▶ INPUT
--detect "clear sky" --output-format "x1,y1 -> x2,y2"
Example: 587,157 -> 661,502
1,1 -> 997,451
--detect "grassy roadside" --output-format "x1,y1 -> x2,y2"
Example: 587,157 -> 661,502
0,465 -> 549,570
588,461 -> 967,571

▶ EXERCISE GOAL
Search the data above for the string "detect" and report each line that holds it.

▶ RESULT
--detect "clear sky" --output-format "x1,y1 -> x2,y2"
--detect "grassy roadside" --output-format "x1,y1 -> x2,y2"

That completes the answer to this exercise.